Provided passage:
Fermentation is a preservation technique that outdates almost all others. It was and is still used to make foods available even in seasons when it cannot be grown or harvested. Fermenting food allows it to maintain its nutrient density for months or even years.
Some common fermented foods include kombucha, olives, sourdough, wine, yogurt, kimchi and sauerkraut. While some enjoy the unique taste, others regularly eat these often stinky foods for their health benefits.
1. Gut Health
Fermented foods contain live bacterial cultures. The probiotics involved in the fermentation process can reduce gas, bloating, constipation and indigestion.
Studies have shown that those who suffer from common digestive issues can benefit greatly from the frequent dietary addition of fermented foods. This is because fermented foods are usually high in fiber, as the foods that tend to be best for fermenting are fibrous.
Take kimchi for example: Kimchi is made of cabbage, an extremely fibrous vegetable. ThIs is because vegetables and fruit with more non-digestible fiber will maintain their texture even after being preserved. This is why kimchi has such a nice crunch
Similarly, fiber is super important for keeping things regular. Fermentable fiber will break down into food for bacteria. Not just the bacteria in the fermented food, but also that bacteria living in your gut. Fiber also serves as sort of a cleaning element for your intestines. It helps to remove any old, dead cells along with bacteria that is no longer functioning. This will improve digestion by reducing bloating and constipation.
Fiber aside, fermented foods help your gut by breaking down sugars that are often hard to digest. For those that are lactose intolerant, fermented foods will have pre-digested the lactose before it ever makes it onto your plate. Meaning that the bacteria in the fermented food is doing the hard parts of digestion for you.
Studies have shown a decrease in anxiety, depression and insomnia in those who switched to a diet high in fermented foods. This is likely due to the bacteria’s ability to break complex sugars down to simple sugars, which your brain can use as energy.
Our brains run on the simple sugar, glucose. But glucose can be extracted from almost any type of sugar. Which is why we can get brain fuel from many types of carbohydrates.
Certain strains of live bacteria can contribute to higher energy and a better overall mood. Probiotics tend to claim better brain health due to their wide variety of live bacterial strains. Adverts for live and active probiotics are a great way to find these fermented foods.

Raw data:

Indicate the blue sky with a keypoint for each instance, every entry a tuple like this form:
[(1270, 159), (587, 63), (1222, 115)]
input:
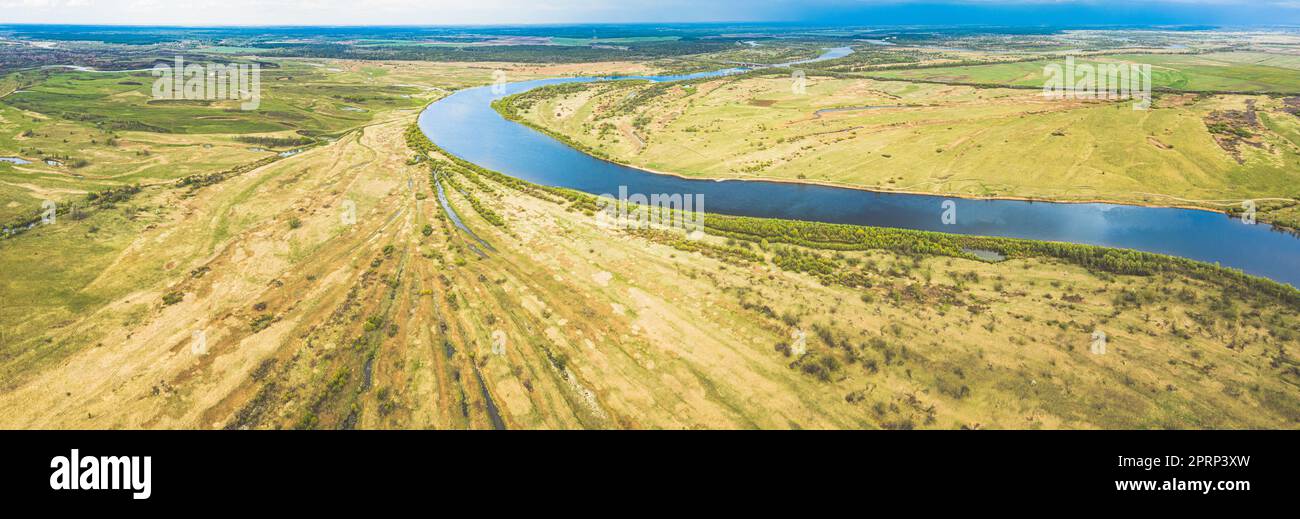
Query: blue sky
[(488, 12)]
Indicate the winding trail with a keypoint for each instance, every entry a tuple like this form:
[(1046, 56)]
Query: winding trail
[(466, 125)]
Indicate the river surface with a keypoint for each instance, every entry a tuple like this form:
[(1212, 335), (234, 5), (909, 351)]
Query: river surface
[(466, 125)]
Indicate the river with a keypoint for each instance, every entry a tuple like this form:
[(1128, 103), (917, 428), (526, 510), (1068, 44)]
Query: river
[(466, 125)]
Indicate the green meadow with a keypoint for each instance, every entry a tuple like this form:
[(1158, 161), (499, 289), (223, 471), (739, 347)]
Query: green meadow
[(1244, 72)]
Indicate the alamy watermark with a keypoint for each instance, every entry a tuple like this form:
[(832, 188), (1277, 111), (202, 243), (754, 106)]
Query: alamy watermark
[(1105, 81), (239, 82), (655, 211), (798, 82)]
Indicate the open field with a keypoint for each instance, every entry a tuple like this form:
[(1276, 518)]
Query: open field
[(394, 321), (935, 138), (298, 266), (64, 266), (1238, 72)]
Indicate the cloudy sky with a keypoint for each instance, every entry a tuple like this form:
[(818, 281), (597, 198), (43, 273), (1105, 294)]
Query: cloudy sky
[(485, 12)]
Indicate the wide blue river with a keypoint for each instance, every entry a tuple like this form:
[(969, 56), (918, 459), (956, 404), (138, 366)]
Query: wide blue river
[(464, 124)]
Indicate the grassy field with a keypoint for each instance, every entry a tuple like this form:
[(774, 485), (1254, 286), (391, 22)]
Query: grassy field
[(1239, 72), (397, 323), (92, 255), (931, 138), (233, 290)]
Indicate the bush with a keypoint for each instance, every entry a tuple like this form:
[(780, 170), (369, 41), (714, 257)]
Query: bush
[(172, 298)]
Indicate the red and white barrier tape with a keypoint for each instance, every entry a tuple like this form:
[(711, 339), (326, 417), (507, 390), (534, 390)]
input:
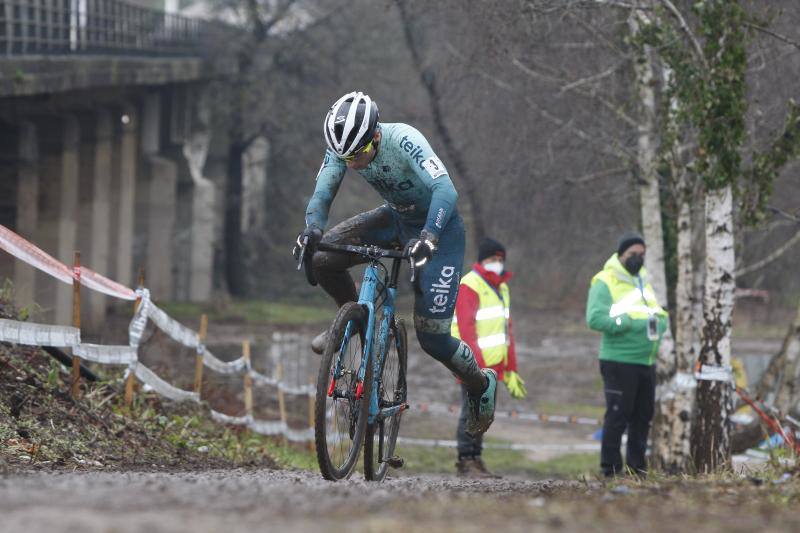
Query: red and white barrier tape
[(442, 408), (38, 258)]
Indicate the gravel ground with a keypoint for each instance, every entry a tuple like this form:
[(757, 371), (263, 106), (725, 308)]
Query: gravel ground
[(237, 500), (271, 500)]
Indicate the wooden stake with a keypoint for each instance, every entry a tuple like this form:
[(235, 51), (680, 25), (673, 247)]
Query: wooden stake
[(311, 416), (131, 381), (248, 380), (198, 361), (76, 322), (281, 398)]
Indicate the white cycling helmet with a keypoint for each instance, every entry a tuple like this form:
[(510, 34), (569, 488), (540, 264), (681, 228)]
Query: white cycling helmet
[(350, 123)]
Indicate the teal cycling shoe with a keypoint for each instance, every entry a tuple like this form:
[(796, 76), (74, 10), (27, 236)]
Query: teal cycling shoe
[(481, 409)]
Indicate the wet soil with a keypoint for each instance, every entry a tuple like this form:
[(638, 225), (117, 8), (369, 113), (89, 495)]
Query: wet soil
[(270, 500)]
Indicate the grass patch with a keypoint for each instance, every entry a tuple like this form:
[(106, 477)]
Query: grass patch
[(252, 311), (577, 409)]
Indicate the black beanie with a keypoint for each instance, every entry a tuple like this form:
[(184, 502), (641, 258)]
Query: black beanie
[(490, 247), (627, 240)]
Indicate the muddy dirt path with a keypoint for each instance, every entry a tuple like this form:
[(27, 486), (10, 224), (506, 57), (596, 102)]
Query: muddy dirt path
[(239, 500), (267, 500)]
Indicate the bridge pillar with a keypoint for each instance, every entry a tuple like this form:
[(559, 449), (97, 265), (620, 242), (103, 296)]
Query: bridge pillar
[(58, 195), (27, 208), (95, 207), (123, 193), (158, 186), (191, 138)]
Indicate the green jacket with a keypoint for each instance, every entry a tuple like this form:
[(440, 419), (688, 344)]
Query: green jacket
[(619, 306)]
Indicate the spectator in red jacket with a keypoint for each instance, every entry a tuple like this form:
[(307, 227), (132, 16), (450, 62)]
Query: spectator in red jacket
[(483, 321)]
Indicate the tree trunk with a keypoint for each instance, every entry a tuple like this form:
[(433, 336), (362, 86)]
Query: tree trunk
[(711, 442), (473, 216), (650, 203), (673, 452)]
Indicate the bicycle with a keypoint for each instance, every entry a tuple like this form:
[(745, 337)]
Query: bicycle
[(361, 386)]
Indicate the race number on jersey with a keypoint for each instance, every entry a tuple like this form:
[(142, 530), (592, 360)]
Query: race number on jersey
[(434, 167)]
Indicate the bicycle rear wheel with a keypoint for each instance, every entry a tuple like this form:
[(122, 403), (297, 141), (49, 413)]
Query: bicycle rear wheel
[(381, 436), (339, 417)]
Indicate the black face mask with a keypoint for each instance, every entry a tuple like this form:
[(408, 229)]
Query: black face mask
[(634, 263)]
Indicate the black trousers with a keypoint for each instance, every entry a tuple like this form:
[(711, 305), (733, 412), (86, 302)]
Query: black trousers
[(630, 392)]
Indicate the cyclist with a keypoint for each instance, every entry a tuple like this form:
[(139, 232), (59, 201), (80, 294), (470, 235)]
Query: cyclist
[(419, 213)]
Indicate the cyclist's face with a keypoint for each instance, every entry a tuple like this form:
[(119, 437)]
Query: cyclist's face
[(365, 156)]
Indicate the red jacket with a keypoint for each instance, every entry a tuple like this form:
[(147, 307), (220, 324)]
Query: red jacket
[(467, 305)]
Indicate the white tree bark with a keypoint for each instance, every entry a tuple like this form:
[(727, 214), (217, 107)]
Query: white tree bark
[(711, 427), (650, 202)]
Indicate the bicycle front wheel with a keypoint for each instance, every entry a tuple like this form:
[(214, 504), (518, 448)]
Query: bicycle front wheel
[(339, 416), (381, 436)]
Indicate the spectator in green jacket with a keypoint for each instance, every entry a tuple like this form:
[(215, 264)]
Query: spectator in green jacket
[(623, 307)]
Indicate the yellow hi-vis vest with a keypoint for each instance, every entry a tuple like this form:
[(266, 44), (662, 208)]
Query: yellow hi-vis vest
[(491, 320), (630, 295)]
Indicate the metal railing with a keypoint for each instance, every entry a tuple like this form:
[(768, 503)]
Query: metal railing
[(48, 27)]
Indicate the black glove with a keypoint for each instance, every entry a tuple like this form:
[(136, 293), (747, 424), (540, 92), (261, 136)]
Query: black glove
[(421, 250), (313, 234)]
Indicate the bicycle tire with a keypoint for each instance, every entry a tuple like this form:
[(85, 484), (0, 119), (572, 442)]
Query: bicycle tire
[(375, 468), (354, 413)]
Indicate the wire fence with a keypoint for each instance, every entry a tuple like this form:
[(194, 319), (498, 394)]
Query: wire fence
[(49, 27)]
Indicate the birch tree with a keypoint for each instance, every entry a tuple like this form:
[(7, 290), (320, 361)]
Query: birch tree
[(710, 86)]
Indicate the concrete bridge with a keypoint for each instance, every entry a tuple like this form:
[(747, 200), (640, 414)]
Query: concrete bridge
[(106, 148)]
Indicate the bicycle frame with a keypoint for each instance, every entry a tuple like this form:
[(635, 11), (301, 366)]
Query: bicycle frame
[(367, 298)]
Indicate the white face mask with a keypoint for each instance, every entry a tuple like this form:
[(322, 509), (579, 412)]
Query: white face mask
[(497, 267)]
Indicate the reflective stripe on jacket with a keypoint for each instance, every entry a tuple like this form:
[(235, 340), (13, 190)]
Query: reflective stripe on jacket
[(491, 319), (631, 295), (619, 306)]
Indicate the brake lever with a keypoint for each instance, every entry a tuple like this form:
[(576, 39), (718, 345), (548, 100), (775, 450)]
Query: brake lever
[(302, 253)]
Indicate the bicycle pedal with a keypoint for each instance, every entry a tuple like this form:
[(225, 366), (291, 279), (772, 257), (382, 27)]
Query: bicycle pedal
[(395, 462)]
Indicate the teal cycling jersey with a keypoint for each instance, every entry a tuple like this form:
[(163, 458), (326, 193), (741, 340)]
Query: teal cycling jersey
[(405, 172)]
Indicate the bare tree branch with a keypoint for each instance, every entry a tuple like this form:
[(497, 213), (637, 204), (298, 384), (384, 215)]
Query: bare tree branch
[(591, 79), (777, 35), (596, 175), (771, 257), (612, 148), (688, 31)]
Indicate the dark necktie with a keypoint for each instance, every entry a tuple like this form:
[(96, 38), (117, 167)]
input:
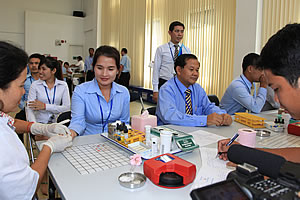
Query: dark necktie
[(176, 52), (188, 102)]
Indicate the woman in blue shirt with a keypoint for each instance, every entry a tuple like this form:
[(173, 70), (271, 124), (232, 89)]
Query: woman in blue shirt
[(100, 101)]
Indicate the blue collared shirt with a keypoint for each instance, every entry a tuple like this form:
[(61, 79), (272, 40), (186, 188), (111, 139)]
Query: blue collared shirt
[(171, 105), (27, 84), (88, 63), (86, 112), (126, 62), (238, 98)]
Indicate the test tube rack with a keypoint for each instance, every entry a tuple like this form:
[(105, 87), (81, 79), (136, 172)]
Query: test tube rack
[(133, 136), (249, 120)]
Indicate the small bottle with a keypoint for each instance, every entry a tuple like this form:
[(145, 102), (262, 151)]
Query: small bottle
[(154, 146), (148, 134), (125, 132)]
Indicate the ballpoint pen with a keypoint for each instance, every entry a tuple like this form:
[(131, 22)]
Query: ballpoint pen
[(229, 143)]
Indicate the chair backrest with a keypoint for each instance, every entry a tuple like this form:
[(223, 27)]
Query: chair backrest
[(214, 99), (65, 116)]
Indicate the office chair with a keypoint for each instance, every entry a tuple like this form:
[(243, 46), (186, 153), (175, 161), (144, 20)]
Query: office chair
[(214, 99)]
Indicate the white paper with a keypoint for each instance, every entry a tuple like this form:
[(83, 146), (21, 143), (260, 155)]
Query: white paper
[(203, 138), (213, 169)]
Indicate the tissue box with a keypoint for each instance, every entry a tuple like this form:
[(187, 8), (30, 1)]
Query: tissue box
[(138, 122)]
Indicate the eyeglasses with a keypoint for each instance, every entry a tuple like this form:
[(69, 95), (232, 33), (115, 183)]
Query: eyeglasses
[(31, 63)]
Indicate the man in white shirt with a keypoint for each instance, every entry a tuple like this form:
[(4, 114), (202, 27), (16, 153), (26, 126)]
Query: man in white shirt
[(165, 56), (88, 65), (80, 67)]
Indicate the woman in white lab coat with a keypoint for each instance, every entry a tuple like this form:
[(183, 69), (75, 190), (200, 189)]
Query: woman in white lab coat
[(19, 180)]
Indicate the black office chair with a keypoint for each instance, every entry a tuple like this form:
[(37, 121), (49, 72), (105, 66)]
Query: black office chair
[(64, 118), (214, 99)]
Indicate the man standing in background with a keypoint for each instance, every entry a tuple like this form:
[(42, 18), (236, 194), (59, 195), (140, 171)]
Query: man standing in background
[(165, 56), (33, 64), (124, 76), (88, 67)]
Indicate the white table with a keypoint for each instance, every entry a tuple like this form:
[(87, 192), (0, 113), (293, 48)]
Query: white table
[(104, 185)]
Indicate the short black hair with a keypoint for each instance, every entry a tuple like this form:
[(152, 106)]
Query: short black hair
[(53, 64), (181, 60), (13, 61), (35, 55), (175, 23), (250, 59), (124, 50), (281, 54), (107, 51)]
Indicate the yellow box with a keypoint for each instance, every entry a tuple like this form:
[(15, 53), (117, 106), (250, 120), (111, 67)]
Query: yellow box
[(249, 120)]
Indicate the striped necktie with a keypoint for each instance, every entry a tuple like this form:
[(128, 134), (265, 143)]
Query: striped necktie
[(188, 102), (176, 52)]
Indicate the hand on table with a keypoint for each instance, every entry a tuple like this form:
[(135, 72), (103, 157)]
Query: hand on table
[(227, 120), (49, 130), (214, 119)]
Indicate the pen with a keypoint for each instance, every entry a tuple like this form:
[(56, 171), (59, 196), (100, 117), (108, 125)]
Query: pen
[(229, 143)]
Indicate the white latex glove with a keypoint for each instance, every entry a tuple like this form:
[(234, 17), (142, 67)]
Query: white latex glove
[(49, 130), (58, 143)]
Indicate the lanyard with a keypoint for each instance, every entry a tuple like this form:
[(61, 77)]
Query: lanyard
[(48, 95), (245, 84), (180, 51), (106, 122), (182, 93)]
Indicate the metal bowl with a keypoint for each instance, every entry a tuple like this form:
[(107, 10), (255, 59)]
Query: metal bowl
[(132, 180)]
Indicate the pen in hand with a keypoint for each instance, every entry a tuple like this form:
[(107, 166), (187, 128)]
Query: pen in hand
[(228, 144)]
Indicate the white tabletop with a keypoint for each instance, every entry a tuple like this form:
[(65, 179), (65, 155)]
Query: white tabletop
[(104, 185)]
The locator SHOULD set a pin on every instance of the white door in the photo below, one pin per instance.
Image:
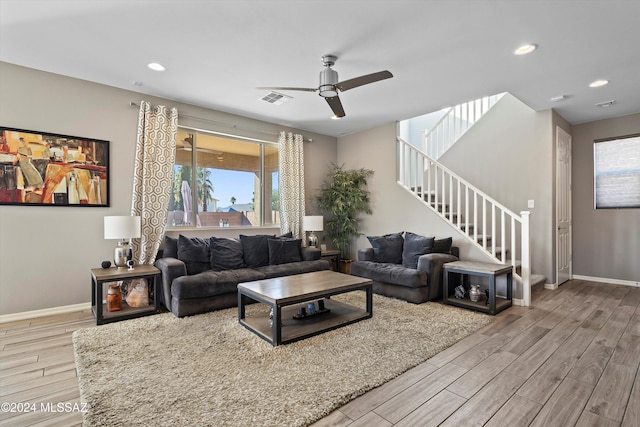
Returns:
(563, 206)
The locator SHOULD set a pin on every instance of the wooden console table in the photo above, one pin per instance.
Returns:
(459, 273)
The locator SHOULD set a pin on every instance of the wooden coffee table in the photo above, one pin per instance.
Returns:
(285, 295)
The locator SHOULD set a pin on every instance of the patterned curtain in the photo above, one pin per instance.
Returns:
(153, 176)
(291, 183)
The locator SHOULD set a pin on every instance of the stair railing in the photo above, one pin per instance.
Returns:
(455, 123)
(502, 234)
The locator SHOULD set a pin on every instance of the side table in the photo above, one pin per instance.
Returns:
(100, 276)
(334, 257)
(459, 273)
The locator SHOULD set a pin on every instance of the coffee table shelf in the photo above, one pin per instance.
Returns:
(284, 295)
(296, 329)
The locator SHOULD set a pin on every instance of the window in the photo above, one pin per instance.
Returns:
(617, 172)
(234, 182)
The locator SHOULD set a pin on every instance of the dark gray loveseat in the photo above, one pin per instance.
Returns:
(201, 275)
(406, 267)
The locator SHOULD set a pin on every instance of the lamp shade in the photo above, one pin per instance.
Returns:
(121, 227)
(312, 223)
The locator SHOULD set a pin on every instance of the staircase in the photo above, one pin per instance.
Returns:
(455, 123)
(497, 231)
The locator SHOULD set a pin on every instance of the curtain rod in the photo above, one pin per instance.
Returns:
(304, 138)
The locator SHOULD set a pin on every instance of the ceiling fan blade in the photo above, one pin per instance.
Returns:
(305, 89)
(336, 106)
(363, 80)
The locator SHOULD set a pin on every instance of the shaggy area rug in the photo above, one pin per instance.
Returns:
(208, 370)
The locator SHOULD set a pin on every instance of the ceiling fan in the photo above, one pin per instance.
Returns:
(330, 86)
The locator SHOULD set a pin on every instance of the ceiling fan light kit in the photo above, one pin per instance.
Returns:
(329, 86)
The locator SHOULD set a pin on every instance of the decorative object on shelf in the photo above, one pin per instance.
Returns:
(123, 228)
(114, 298)
(138, 294)
(47, 169)
(313, 223)
(310, 311)
(311, 308)
(475, 293)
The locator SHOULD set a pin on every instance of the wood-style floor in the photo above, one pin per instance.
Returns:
(572, 358)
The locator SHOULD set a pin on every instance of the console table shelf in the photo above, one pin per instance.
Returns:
(459, 273)
(100, 276)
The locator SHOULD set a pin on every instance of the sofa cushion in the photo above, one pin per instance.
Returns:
(414, 246)
(226, 254)
(194, 252)
(290, 268)
(255, 250)
(211, 283)
(442, 246)
(394, 274)
(170, 247)
(387, 248)
(284, 250)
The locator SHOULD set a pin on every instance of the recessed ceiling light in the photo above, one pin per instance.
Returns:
(156, 67)
(525, 49)
(605, 104)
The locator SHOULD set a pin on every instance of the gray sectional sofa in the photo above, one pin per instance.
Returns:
(407, 267)
(201, 275)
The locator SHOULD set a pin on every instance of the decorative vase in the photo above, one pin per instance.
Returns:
(474, 293)
(114, 298)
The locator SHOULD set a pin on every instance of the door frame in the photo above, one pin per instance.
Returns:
(563, 207)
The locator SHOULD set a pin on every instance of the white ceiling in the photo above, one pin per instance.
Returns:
(441, 52)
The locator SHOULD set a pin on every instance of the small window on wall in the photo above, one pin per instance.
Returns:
(617, 172)
(223, 181)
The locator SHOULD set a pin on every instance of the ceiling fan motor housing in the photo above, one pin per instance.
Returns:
(328, 80)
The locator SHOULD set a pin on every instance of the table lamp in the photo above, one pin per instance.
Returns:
(123, 228)
(313, 223)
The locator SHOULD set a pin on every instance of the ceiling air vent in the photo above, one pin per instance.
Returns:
(605, 104)
(275, 98)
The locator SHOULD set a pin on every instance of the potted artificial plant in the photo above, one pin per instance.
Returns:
(342, 198)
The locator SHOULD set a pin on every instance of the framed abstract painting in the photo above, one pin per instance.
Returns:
(47, 169)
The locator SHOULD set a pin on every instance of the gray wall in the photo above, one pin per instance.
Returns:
(606, 242)
(46, 252)
(394, 209)
(509, 155)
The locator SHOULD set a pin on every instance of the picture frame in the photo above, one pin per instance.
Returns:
(48, 169)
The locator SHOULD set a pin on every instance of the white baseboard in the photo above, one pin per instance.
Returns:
(4, 318)
(605, 280)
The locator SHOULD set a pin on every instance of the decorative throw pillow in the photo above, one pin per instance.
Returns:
(387, 248)
(442, 246)
(282, 251)
(226, 254)
(414, 246)
(170, 247)
(194, 252)
(255, 250)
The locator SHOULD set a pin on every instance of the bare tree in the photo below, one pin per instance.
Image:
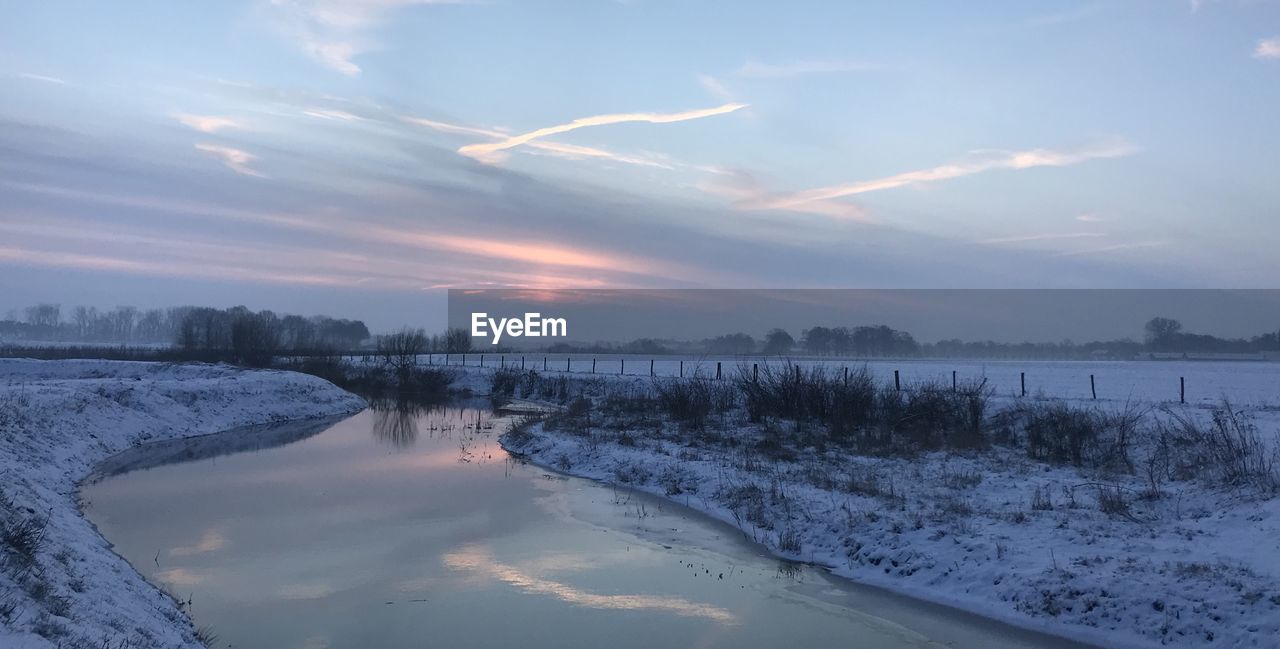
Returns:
(457, 341)
(400, 350)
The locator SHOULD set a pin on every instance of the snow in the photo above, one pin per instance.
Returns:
(1197, 567)
(1207, 382)
(58, 420)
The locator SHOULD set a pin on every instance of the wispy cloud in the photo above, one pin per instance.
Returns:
(234, 159)
(485, 151)
(1116, 247)
(768, 71)
(818, 200)
(337, 115)
(208, 123)
(1029, 238)
(1267, 49)
(556, 149)
(333, 32)
(41, 77)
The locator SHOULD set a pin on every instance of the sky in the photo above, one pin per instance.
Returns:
(357, 158)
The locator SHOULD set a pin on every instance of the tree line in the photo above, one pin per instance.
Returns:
(1162, 336)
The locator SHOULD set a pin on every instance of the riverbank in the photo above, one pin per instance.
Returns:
(1143, 540)
(60, 584)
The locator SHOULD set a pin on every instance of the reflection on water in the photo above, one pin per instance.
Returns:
(397, 420)
(408, 522)
(480, 561)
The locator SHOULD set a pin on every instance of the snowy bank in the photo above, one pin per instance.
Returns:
(60, 584)
(1116, 557)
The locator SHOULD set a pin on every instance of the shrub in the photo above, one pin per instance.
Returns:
(1226, 452)
(693, 401)
(1057, 432)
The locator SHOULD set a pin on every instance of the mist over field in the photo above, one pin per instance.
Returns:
(731, 324)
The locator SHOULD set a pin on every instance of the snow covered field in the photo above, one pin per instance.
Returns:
(1095, 554)
(1207, 382)
(56, 420)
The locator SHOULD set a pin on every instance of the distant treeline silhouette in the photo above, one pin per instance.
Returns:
(1164, 336)
(233, 334)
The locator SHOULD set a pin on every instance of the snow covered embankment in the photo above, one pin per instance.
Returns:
(60, 584)
(1121, 558)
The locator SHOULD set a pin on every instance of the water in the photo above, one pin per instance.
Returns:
(410, 528)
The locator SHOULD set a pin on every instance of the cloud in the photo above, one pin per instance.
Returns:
(234, 159)
(41, 77)
(1028, 238)
(817, 201)
(333, 32)
(1115, 248)
(766, 71)
(485, 151)
(1267, 49)
(556, 149)
(208, 123)
(337, 115)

Directions for this task:
Pick up the passage on the health benefits of fermented foods after its last sentence and keep writing. This data isn't needed for anything here.

Task result:
Your microbiota, or the bacterial ecosystem that lives in your gut, plays a huge role in keeping you from getting sick. Fermented foods have a high probiotic concentration, which improves the density of this ecosystem. This can reduce your risk of getting common bacterial infections suck as the a cold or yeast infection. These good bacteria can also help you to recover faster if you are already sick.
Fermented foods also tend to have a high vitamin and mineral content. Specifically vitamin C, zinc and iron, which re all proven to boost your immune system. Vitamin C is an extremely popular supplement when a bug is going around. But vitamin C is also most effective in small doses, meaning that it is best to get vitamin C from your diet in small doses, rather than a large dose supplement. If you take too much vitamin C at once, you will simply pee it out.
Immune health is essential especially during flu season. Eating fermented food is an easy way to prevent illness rather than treating the illness after you get sick. Prevention is always preferred because being sick can often mean missed school or work, or risking the health of others.
Heart disease is still the leading cause of death in America. Blame it on our sedentary lifestyles, diet, or smoking habits. The only way to combat heart disease is to recognize that it is preventable.
Taking care of yourself by eating right, getting plenty of exercise and limiting negative health behaviors like smoking are so important for heart health.
Speaking of eating right, some foods go the extra mile in terms of heart health. Probiotics associated with the fermentation process have been linked to a decrease in heart disease, high blood pressure and blood cholesterol levels. this means that foods with active bacteria are likely to lower your risk of heart disease.
It can be super hard to improve all of these aspects of your life at once. Incorporating fermented foods into your diet is a small step that can make a big difference.